■ Exercise material ■
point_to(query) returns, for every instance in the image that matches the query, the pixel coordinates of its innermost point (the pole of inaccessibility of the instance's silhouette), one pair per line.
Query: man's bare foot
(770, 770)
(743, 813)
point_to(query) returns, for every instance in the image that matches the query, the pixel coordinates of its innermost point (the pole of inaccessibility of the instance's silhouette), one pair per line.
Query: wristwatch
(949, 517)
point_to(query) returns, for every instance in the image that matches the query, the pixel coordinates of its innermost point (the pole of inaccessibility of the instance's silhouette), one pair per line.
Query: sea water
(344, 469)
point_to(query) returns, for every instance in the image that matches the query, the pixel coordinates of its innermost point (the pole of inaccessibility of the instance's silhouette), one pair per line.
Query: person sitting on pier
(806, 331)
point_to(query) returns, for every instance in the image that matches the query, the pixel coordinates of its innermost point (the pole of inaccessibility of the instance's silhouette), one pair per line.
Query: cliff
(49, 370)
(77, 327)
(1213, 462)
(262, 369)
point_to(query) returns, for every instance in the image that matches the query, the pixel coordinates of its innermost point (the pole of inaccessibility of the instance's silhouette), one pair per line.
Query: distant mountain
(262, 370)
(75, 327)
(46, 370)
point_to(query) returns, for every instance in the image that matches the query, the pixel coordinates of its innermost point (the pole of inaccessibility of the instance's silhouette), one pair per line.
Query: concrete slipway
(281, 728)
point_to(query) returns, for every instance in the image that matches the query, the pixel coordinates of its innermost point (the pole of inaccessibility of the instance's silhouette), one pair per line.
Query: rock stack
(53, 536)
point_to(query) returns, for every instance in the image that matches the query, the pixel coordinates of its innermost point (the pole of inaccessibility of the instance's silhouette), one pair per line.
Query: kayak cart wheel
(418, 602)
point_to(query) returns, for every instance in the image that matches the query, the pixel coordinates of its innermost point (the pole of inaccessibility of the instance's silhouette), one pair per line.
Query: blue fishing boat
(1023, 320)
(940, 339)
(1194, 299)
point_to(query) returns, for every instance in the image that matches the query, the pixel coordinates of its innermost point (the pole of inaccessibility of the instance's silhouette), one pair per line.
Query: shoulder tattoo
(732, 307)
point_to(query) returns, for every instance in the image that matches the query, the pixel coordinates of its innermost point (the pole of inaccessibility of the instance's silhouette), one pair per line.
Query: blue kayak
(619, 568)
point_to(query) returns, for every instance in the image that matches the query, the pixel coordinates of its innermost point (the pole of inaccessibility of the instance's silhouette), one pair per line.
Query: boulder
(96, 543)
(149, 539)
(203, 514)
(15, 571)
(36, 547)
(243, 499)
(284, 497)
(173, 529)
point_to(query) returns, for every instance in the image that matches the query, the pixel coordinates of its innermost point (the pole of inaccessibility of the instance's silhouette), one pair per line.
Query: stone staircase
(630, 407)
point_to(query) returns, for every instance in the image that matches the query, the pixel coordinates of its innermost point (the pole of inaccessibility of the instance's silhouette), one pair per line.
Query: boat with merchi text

■ Stated goal ■
Write out the complete set of records exactly as given.

■ Answer ■
point_to(query) returns, for every instance in the image that matches the query, the pixel coordinates of its innermost point (the pole of inaccessibility of the instance's silhouette), one pair per line.
Query: man's bare foot
(770, 770)
(743, 813)
point_to(query) returns, for every instance in the image that matches the query, the pixel coordinates of its innermost point (the pole of inaccessibility of the instance's silhouette), one pair per line.
Query: wristwatch
(949, 517)
point_to(query) returns, for every instance in the image that matches the query, the pixel coordinates of its innermost point (the pole of inaccessibility of the instance's silhouette), one pair per line.
Query: sea water
(344, 469)
point_to(query) returns, for every instance in the image that matches the query, the pixel coordinates of its innermost point (the pole of inaccessibility of the instance's silhouette), one pair per line.
Query: person sitting on pier
(806, 331)
point_to(query) returns, for every instance in the image that matches the query, the pixel coordinates of its innermost point (the pole of inaccessibility of the instance's silhouette), one pair per line.
Query: cliff
(49, 370)
(77, 327)
(1213, 462)
(262, 369)
point_to(query) returns, for every instance in the image that matches the query, the pixel coordinates of its innermost point (the pole of inaccessibility of the instance's silhouette), one pair per line.
Query: distant mountain
(262, 370)
(75, 327)
(46, 370)
point_to(query) returns, for every instance in the image that matches the query, the pixel coordinates of its innermost point (the pole of inaccessibility of the instance's silhouette), one pair per line.
Query: concrete slipway
(281, 728)
point_to(query) returns, for every instance in the image that matches the query, the pixel coordinates of its innermost point (the pole of inaccessibility of the instance's silhouette), one pair per line.
Query: rock stack
(53, 536)
point_to(query) returns, for every instance in the image that matches the query, the pixel coordinates of its innermost point (the pole of inaccessibility of the instance's silhouette), one pair per line.
Query: kayak cart wheel
(418, 602)
point_to(query) returns, for every instance in the image that matches the query, the pixel coordinates of its innermost point (the pole of inaccessibility of the instance's silhouette), one pair per line.
Query: blue fishing boat
(1023, 320)
(940, 339)
(1194, 299)
point_to(query) returns, for every instance in the image that matches the query, the pixel coordinates of its innermost point (the pole of inaccessibility of the instance's silhouette), one pair per line.
Query: shoulder tattoo
(732, 307)
point_to(query) returns, for every instance in the image that matches the query, the pixel coordinates of its innermost point (the pole of inaccessibility of the instance's silhouette), one pair per line.
Query: blue kayak
(619, 568)
point_to(query) returns, for every instance in the image that matches the query, the pixel coordinates of its innermost point (the pole of inaccessibility of the instance's silhouette), one pair per line.
Query: boulder
(96, 543)
(149, 539)
(203, 514)
(15, 571)
(36, 547)
(243, 499)
(284, 497)
(173, 529)
point_to(query) returns, for every instance in the image that matches the query, the pixel coordinates of its innermost point (the pole of inaccessibility of the instance's silhouette), one pair per line.
Query: stone staircase
(630, 407)
point_to(query) returns, for every instance in the image that matches the query, the pixel coordinates of its innermost point (the pole of inaccessibility of the instance's silhouette), one pair per line.
Query: boat with merchi text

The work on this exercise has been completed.